Reproduce exactly the lines below, from the first through the one containing "Target phrase = damask tablecloth", and nothing more.

▶ Data
········

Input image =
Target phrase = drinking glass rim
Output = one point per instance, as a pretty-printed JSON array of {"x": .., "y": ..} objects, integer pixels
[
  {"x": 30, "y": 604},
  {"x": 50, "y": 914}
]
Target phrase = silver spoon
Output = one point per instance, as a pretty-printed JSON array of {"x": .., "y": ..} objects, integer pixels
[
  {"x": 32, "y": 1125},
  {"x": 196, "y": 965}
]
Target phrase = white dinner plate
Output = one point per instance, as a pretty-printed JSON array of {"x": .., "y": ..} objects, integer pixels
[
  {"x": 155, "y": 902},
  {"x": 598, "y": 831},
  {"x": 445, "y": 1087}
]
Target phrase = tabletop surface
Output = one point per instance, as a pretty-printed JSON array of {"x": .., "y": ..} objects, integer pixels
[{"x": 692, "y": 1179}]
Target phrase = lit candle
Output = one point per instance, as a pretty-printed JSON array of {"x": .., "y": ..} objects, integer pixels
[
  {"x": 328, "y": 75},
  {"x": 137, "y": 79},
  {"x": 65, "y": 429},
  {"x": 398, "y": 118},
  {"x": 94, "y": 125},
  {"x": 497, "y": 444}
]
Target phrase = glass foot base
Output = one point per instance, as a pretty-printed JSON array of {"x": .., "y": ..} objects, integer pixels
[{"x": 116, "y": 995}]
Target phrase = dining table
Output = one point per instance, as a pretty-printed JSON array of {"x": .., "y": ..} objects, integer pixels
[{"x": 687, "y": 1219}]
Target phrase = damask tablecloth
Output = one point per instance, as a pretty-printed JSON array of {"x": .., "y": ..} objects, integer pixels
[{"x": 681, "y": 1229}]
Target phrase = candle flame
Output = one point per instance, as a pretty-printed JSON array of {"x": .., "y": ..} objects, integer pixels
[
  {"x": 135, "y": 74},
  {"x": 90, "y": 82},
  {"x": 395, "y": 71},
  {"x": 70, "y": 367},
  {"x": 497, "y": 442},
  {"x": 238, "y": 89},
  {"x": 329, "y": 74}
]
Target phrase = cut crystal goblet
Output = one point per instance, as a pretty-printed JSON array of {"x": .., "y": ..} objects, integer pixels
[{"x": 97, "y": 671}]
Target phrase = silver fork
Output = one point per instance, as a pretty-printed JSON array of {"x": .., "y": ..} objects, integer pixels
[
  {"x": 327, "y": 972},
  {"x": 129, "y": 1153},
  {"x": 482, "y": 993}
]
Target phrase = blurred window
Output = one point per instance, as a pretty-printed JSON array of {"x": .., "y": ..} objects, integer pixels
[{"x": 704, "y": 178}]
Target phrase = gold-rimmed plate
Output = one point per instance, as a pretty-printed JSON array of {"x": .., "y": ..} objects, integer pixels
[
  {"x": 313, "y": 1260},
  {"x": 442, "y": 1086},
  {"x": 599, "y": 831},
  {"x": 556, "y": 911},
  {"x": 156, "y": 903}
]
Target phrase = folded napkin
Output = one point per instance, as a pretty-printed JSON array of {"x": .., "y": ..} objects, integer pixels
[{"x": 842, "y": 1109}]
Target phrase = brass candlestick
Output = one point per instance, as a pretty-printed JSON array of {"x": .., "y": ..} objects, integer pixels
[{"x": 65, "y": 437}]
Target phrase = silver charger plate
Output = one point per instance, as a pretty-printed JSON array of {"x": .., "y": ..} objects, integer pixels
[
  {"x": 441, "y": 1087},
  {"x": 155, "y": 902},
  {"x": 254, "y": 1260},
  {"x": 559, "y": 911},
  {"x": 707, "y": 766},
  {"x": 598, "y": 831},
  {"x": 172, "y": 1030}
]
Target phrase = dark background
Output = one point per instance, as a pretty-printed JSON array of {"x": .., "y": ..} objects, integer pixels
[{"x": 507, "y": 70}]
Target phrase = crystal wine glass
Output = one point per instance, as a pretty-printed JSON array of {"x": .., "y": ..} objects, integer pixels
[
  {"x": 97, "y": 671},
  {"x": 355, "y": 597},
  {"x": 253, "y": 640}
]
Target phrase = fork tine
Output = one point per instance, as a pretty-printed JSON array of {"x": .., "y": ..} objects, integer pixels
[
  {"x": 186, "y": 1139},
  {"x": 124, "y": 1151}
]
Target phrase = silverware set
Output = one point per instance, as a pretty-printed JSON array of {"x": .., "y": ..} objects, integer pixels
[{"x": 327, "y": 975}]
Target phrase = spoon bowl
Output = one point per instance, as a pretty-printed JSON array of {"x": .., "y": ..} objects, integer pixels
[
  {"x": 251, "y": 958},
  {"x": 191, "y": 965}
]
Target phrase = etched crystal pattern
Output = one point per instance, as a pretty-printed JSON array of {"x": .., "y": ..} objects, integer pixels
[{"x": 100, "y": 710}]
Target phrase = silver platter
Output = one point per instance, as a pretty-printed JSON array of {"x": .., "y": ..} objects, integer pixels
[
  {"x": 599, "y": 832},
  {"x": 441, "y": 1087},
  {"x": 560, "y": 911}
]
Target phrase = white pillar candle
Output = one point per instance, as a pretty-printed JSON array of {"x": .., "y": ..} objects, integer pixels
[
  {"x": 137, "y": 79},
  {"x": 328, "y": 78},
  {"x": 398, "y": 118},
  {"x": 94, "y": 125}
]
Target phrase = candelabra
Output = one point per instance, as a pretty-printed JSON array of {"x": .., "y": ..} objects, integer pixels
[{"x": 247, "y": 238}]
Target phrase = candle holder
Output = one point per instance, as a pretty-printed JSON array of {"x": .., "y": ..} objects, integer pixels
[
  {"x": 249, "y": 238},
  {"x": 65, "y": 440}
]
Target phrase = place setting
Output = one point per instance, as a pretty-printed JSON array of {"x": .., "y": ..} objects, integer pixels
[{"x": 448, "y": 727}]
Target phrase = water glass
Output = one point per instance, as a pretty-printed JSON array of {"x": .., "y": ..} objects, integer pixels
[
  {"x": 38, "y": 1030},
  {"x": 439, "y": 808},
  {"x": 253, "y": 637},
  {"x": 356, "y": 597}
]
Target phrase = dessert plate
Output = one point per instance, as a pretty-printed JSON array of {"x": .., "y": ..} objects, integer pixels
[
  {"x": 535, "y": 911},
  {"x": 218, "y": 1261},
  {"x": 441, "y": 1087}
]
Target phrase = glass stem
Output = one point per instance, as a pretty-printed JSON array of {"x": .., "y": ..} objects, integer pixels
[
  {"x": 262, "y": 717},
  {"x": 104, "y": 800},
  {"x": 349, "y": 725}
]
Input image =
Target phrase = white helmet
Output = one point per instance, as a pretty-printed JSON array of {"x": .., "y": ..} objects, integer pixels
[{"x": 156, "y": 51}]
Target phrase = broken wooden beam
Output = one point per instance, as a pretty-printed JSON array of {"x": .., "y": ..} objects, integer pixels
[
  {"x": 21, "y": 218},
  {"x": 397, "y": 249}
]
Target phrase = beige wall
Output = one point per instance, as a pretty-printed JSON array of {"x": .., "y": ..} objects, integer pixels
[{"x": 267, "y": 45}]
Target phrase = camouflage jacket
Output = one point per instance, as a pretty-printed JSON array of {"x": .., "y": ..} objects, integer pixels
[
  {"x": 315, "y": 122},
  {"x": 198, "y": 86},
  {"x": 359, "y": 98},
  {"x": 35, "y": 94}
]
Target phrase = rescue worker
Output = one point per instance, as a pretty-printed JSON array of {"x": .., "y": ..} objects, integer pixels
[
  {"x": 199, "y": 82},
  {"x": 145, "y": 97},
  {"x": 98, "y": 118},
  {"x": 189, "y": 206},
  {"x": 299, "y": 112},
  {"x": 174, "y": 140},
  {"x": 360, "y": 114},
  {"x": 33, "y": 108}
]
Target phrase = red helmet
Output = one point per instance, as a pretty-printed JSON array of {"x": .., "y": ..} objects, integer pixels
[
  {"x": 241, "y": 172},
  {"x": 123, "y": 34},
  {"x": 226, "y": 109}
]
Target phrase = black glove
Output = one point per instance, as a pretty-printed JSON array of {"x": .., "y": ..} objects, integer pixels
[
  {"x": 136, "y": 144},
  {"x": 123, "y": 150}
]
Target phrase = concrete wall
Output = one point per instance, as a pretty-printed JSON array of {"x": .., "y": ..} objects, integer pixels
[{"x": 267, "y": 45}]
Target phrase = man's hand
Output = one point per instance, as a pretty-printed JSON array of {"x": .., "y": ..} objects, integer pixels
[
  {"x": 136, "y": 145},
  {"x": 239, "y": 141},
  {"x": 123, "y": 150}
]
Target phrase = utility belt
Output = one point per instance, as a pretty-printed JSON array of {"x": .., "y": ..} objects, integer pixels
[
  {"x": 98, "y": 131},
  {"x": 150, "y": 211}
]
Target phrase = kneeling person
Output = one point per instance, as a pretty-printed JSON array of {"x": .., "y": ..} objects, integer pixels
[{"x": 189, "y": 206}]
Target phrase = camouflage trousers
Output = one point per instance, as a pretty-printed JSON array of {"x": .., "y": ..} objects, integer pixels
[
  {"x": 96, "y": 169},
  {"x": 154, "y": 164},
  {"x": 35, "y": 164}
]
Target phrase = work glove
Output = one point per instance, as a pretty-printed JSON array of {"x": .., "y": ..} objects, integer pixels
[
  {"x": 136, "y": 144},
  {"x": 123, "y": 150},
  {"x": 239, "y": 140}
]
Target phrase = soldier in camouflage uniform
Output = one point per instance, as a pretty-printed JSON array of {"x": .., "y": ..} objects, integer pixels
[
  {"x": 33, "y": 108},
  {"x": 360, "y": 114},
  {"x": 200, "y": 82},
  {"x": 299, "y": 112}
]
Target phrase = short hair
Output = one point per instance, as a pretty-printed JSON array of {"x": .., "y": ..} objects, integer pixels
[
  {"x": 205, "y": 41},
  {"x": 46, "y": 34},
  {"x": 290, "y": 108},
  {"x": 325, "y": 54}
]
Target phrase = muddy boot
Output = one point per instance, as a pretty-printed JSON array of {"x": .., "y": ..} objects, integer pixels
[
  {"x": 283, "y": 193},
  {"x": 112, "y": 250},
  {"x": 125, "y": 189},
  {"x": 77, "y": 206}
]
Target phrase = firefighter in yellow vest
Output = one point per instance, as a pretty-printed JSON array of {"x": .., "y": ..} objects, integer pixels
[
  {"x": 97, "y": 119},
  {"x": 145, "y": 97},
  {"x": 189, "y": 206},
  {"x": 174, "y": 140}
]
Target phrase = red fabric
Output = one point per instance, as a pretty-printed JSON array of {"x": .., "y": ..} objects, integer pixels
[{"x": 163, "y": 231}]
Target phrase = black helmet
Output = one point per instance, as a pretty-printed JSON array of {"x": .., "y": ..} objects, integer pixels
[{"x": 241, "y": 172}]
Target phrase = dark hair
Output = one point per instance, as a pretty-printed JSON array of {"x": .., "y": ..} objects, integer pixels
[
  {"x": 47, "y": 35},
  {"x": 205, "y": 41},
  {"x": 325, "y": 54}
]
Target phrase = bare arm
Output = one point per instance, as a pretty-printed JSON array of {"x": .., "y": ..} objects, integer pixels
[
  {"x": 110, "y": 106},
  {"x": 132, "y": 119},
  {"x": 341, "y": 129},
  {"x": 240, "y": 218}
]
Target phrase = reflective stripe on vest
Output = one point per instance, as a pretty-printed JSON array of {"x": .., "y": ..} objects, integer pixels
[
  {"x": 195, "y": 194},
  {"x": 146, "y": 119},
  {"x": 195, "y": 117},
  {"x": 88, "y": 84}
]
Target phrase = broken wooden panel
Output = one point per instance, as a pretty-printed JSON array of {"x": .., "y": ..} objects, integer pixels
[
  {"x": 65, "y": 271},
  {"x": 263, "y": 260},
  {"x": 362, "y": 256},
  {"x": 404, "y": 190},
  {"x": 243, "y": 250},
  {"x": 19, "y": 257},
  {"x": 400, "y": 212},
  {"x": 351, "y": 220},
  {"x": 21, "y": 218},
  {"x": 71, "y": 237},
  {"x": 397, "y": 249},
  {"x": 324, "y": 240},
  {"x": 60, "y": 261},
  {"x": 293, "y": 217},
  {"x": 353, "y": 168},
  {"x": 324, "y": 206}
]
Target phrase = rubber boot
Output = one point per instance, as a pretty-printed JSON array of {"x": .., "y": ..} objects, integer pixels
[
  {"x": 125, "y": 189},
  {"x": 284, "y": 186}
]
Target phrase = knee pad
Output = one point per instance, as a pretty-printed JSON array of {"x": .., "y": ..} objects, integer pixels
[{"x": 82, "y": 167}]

········

▶ Expected answer
Input image =
Target phrase = drinking glass rim
Output = one point per instance, as a pretty-printed JSON array of {"x": .., "y": ..} objects, integer pixels
[
  {"x": 30, "y": 604},
  {"x": 50, "y": 914}
]
Target phrase = silver spoon
Output = one point per instance, as a pretty-printed JSON array of {"x": .., "y": ..} objects, integer pixels
[
  {"x": 32, "y": 1125},
  {"x": 196, "y": 965}
]
Target phrase = white dinner plate
Output = one point per instance, as a pretty-printed JSON array of {"x": .., "y": ..} objects, integer pixels
[
  {"x": 155, "y": 902},
  {"x": 598, "y": 831},
  {"x": 445, "y": 1087}
]
Target phrase = tabletop surface
Output = one point per instance, as a pretty-printed JSON array of {"x": .., "y": ..} objects, integer pixels
[{"x": 692, "y": 1179}]
Target phrase = lit candle
Output = one point per instance, as a pretty-printed JSON array of {"x": .., "y": ..} objects, integer pixels
[
  {"x": 328, "y": 75},
  {"x": 137, "y": 79},
  {"x": 65, "y": 429},
  {"x": 398, "y": 118},
  {"x": 94, "y": 125},
  {"x": 497, "y": 444}
]
Target phrase = glass foot base
Output = one point per instance, as a pretty-printed JSON array of {"x": .., "y": ..} objects, integer pixels
[{"x": 116, "y": 995}]
Target phrase = dining table
Output = one point per instance, as a pretty-printed JSON array of {"x": .., "y": ..} objects, integer pixels
[{"x": 687, "y": 1219}]
Target phrase = damask tablecloth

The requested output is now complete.